Extrait de page »
* * *

Dans le jargon populaire gabonais, la «frappe» désigne un stratagème permettant de s’en mettre plein les poches. Ramenant à la case départ le projet d’autoroute de contournement de l’Aéroport de Libreville (ADL), le ministre de l’Équipement et des Infrastructures va-t-il enterrer un financement déjà obtenu de la Chine et fâcher l’entreprise adjudicataire du marché ? L’appel d’offres ne serait-il pas un stratagème à visées absurdes ? Tout ce qui se dit et se sait sur le dossier.  

La construction d’une autoroute à péage pour contourner l’Aéroport international Léon Mba de Libreville (dont on voit ici la voie interne d’accès au hall) vise à désengorger les embouteillages autour de l’aéroport, en créant une seconde voie de sortie pour la commune d’Akanda. © libreville-aeroport

 

«Arlésienne» : personne ou chose dont on parle beaucoup mais qu’on ne voit jamais. Remise au goût du jour, le week-end dernier, par le ministre de l’Équipement et des Infrastructures, la fameuse autoroute de contournement de l’ADL (Aéroport de Libreville) commence à y ressembler. Alors qu’on croyait en phase de démarrage les travaux de ce chantier, Léon Bounda Balonzi fait un énorme bond en arrière en annonçant : «Nous avons lancé un appel d’offres de conception-réalisation pour faire une voie de contournement de l’aéroport». On savait pourtant qu’un adjudicataire du marché était désigné de longue date : le groupe chinois ayant construit la voie entre Port-Gentil et Omboué dans l’Ogooué-Maritime.

* * *

Données enregistrées »
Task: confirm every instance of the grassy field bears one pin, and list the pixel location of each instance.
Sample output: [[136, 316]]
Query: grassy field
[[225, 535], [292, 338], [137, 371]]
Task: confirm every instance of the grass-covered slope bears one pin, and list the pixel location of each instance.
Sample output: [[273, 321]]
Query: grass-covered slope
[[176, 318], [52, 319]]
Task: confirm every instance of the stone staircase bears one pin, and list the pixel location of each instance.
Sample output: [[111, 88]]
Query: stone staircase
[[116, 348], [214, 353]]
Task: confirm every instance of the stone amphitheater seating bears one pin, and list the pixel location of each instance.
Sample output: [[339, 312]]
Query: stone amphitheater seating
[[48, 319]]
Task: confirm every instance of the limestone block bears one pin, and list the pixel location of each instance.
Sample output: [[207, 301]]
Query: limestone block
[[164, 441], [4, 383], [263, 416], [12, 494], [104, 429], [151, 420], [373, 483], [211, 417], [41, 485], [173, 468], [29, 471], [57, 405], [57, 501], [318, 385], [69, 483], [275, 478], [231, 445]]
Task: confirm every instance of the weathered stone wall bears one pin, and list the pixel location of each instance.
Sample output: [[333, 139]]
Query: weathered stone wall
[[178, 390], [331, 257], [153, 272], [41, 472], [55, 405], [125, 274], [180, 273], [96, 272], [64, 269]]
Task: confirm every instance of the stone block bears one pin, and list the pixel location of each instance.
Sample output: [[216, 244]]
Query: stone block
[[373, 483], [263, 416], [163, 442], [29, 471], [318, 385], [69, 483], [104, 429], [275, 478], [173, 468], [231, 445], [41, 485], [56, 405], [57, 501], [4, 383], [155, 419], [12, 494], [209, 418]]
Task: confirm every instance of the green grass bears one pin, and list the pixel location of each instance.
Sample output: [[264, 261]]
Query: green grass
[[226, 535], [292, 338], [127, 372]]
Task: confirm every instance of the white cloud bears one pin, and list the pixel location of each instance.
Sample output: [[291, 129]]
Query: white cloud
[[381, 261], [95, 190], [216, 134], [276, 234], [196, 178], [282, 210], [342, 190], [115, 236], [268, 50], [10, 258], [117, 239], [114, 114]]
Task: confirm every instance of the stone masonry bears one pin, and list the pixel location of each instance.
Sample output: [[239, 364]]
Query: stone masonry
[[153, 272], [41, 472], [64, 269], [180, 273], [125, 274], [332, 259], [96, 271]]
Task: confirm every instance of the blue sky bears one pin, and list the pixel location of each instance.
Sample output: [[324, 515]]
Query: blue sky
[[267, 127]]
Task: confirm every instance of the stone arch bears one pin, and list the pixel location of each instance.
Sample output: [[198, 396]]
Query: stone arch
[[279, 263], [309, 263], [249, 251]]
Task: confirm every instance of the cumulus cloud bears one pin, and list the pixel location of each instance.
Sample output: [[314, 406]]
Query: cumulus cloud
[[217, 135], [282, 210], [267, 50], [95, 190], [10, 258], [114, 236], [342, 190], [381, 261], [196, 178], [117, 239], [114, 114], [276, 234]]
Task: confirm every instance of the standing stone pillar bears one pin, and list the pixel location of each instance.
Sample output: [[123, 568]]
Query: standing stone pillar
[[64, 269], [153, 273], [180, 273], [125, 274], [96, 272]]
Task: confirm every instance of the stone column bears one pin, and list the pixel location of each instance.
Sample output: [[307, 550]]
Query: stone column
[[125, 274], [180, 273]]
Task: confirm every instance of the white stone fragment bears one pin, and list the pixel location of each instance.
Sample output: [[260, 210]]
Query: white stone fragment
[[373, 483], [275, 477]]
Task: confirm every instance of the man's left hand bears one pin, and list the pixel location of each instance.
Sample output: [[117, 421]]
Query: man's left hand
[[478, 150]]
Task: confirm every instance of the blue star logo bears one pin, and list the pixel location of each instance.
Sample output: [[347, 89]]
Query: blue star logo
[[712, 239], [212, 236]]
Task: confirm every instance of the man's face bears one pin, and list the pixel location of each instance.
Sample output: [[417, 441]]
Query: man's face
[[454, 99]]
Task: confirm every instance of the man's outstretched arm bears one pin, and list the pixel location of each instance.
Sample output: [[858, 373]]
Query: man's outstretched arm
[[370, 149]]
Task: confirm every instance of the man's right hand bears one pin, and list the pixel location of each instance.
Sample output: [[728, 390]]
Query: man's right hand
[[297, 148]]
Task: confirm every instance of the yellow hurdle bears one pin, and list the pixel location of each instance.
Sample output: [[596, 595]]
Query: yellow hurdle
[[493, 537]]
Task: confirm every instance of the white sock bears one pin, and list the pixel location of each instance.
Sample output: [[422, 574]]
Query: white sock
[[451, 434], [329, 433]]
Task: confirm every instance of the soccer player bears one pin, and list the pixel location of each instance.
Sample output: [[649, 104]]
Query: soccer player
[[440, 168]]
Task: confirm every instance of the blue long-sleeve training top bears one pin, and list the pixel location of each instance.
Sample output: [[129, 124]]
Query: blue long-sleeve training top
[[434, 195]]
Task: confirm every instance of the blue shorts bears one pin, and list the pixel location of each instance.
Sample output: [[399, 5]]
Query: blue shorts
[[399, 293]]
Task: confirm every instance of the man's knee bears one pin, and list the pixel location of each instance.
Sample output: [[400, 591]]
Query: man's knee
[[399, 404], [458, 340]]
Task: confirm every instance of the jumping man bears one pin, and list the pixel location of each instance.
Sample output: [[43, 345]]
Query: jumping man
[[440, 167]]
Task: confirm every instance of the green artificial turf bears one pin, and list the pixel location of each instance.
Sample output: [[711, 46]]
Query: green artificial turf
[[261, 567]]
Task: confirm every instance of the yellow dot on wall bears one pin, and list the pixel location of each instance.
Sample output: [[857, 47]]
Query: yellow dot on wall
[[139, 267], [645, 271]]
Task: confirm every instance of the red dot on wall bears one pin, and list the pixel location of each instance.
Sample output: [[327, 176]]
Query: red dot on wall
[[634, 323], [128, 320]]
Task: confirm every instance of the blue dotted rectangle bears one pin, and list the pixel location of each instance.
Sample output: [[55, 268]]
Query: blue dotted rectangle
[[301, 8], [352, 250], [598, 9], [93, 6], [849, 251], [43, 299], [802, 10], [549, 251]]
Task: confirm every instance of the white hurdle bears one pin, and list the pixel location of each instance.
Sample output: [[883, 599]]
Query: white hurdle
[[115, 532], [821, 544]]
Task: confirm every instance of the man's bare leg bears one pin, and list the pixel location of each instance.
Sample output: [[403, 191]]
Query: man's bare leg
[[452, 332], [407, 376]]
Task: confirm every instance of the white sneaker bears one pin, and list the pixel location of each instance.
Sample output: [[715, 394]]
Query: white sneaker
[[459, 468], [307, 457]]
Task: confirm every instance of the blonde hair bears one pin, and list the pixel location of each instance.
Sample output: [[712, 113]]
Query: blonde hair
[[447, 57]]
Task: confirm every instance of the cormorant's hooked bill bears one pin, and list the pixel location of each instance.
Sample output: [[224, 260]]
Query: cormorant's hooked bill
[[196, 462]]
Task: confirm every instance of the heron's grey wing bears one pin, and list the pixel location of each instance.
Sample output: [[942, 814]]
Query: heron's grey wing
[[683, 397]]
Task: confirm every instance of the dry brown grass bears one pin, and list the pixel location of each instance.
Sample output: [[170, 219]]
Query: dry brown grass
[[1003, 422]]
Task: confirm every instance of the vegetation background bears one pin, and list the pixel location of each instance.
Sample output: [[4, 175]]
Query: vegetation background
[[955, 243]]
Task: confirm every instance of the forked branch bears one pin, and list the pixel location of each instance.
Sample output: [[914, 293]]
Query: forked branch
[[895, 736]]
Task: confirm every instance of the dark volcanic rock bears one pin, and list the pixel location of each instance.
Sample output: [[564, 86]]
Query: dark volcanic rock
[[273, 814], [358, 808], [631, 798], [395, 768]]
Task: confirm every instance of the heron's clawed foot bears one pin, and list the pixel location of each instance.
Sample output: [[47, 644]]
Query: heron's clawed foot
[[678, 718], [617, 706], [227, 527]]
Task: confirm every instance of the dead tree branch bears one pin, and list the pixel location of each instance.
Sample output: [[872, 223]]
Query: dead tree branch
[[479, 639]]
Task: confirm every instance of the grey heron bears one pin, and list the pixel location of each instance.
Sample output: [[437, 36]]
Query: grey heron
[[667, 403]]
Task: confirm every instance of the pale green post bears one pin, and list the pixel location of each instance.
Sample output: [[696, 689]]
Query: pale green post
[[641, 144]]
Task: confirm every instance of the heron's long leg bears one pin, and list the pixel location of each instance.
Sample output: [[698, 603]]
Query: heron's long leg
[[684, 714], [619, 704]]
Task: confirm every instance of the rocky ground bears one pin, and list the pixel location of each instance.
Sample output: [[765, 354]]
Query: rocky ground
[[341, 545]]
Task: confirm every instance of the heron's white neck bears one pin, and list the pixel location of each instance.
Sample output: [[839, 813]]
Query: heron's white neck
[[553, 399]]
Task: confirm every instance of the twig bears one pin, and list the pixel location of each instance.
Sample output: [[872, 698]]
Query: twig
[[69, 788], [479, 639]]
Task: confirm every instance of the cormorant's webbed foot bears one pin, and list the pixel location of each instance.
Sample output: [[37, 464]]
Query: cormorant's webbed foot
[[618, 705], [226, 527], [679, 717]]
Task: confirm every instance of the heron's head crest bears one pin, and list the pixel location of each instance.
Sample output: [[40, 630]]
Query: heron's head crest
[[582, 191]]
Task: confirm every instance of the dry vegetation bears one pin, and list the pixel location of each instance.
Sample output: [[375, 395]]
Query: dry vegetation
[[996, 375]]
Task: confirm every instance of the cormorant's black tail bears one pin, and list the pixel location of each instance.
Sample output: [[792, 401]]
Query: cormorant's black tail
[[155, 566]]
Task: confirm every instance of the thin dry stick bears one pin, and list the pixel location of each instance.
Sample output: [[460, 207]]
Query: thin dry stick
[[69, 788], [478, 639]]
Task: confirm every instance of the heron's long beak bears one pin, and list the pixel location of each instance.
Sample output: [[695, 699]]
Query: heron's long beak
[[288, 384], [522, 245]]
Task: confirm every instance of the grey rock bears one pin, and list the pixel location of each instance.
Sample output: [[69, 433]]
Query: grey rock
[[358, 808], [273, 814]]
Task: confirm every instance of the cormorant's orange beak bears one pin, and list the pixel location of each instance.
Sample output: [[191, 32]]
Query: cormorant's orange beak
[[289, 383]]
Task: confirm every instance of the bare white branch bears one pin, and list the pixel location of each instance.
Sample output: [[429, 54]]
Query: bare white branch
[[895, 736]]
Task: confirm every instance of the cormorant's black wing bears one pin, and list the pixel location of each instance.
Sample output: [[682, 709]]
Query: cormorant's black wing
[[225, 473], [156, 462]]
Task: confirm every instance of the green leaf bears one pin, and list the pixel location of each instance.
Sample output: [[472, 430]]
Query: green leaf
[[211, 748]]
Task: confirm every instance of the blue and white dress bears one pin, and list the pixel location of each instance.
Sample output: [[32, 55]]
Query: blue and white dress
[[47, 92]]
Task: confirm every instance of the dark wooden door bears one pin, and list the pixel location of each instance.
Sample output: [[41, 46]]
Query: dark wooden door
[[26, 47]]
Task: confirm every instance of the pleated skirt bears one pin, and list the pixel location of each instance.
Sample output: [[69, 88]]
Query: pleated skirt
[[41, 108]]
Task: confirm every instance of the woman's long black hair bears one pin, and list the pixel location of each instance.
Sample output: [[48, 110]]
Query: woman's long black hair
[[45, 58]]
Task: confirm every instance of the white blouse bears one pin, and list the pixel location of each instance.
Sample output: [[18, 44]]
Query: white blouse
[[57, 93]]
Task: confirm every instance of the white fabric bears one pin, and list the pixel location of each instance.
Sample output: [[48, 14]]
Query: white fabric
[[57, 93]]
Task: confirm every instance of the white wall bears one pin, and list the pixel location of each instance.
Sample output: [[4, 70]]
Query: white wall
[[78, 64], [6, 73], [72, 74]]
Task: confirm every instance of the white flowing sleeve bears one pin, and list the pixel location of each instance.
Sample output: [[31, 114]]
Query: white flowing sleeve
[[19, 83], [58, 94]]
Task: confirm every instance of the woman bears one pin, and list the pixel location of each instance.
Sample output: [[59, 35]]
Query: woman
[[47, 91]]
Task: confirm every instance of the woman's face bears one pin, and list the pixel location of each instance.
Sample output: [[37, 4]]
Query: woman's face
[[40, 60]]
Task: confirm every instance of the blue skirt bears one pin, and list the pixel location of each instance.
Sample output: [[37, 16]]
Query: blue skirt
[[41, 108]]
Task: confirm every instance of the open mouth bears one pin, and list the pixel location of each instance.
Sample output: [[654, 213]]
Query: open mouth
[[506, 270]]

* * *

Votre tâche »
Tirez de l'extrait de page, mot pour mot, le passage compris entre « Dans le jargon » et « sur le dossier. », ces deux bornes incluses. Les lignes n'ont aucun rapport avec l'extrait de page.

La réponse »
Dans le jargon populaire gabonais, la «frappe» désigne un stratagème permettant de s’en mettre plein les poches. Ramenant à la case départ le projet d’autoroute de contournement de l’Aéroport de Libreville (ADL), le ministre de l’Équipement et des Infrastructures va-t-il enterrer un financement déjà obtenu de la Chine et fâcher l’entreprise adjudicataire du marché ? L’appel d’offres ne serait-il pas un stratagème à visées absurdes ? Tout ce qui se dit et se sait sur le dossier.